Rewrite everything from "Produce a pixel-accurate" down to "positive clicks: (25, 34)", putting "coarse mask" wherever "rough mask" appears and keeping all else the same.

[Opening LISTED RECORDS section]

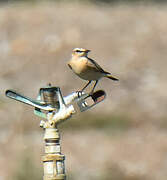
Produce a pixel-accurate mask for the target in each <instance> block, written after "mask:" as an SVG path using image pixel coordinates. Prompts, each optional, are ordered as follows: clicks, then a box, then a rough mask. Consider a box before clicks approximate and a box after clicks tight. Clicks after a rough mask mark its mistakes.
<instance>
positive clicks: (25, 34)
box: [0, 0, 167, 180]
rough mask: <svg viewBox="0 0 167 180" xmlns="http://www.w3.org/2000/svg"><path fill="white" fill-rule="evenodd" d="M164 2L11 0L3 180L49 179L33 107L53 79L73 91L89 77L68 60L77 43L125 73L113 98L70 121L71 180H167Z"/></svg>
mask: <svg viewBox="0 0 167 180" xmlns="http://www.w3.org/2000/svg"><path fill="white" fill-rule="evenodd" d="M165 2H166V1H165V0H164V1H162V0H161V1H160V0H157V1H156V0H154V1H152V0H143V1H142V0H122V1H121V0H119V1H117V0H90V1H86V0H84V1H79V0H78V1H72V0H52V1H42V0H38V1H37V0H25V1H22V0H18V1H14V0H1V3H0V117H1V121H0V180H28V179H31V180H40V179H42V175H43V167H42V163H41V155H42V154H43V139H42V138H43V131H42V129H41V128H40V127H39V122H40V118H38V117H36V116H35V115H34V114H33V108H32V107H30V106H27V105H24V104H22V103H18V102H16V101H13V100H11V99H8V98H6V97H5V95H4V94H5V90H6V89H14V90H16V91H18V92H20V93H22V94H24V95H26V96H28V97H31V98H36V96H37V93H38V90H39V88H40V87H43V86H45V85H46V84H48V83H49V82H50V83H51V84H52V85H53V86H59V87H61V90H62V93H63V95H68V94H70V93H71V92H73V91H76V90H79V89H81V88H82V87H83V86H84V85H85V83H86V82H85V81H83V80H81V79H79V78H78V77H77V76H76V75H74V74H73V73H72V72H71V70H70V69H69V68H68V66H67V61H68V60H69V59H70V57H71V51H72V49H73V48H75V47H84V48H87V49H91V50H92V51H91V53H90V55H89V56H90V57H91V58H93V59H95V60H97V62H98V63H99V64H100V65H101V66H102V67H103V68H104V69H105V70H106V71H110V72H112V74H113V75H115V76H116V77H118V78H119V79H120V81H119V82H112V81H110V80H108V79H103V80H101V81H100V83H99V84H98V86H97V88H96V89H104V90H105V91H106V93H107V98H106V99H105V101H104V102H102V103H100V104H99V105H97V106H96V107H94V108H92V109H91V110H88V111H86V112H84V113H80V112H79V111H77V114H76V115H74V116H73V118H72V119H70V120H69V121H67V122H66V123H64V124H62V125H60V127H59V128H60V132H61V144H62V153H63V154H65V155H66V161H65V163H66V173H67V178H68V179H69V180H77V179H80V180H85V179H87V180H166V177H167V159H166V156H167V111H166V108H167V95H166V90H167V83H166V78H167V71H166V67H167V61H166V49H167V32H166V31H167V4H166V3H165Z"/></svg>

[Closing LISTED RECORDS section]
[Opening LISTED RECORDS section]

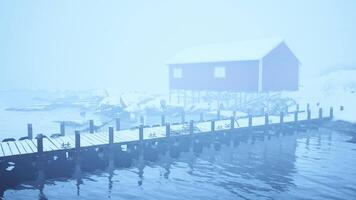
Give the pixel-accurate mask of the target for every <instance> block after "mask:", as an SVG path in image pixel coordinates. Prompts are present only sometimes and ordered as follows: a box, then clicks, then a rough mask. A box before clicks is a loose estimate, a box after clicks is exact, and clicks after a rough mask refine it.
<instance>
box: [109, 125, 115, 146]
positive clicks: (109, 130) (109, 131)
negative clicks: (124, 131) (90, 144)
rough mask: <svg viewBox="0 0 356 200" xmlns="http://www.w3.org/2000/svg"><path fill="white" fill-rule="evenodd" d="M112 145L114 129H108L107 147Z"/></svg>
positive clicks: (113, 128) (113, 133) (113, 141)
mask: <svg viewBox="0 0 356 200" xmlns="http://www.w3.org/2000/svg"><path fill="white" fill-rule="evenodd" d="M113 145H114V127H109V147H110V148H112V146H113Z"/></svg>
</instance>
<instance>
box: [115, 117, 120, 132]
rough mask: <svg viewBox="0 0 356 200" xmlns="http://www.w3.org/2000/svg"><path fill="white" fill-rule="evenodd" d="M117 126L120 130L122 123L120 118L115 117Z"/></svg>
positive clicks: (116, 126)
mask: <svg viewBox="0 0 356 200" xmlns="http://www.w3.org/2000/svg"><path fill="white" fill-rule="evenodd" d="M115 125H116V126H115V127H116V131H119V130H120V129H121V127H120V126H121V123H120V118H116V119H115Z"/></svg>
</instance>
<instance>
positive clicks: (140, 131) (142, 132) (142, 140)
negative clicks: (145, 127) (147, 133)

[Closing LISTED RECORDS section]
[Opening LISTED RECORDS section]

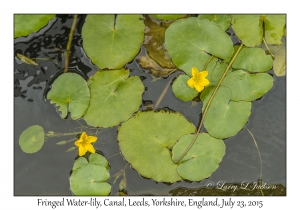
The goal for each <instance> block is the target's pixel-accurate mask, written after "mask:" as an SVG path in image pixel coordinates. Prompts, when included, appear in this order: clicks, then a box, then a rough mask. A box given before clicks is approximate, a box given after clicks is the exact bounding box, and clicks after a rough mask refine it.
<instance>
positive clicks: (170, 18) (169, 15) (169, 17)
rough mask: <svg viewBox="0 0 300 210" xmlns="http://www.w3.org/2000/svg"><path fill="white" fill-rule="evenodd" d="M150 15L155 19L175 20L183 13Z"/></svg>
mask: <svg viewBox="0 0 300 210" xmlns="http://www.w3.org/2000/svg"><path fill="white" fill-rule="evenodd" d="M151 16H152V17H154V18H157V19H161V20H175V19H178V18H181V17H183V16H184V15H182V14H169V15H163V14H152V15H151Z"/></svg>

[Closing LISTED RECORDS section]

RESULT OF THE TASK —
Produce a pixel-accurate mask for the target in each <instance> block, written after "mask:" as an SVG path using image pixel coordinates. Prompts, each optional, are ordered as follows: clicks, then a box, then a coarse mask. Consider a box before clicks approximate and a box after clicks tight. Clicks after a coarse mask mark its mistakes.
<instance>
positive clicks: (25, 34)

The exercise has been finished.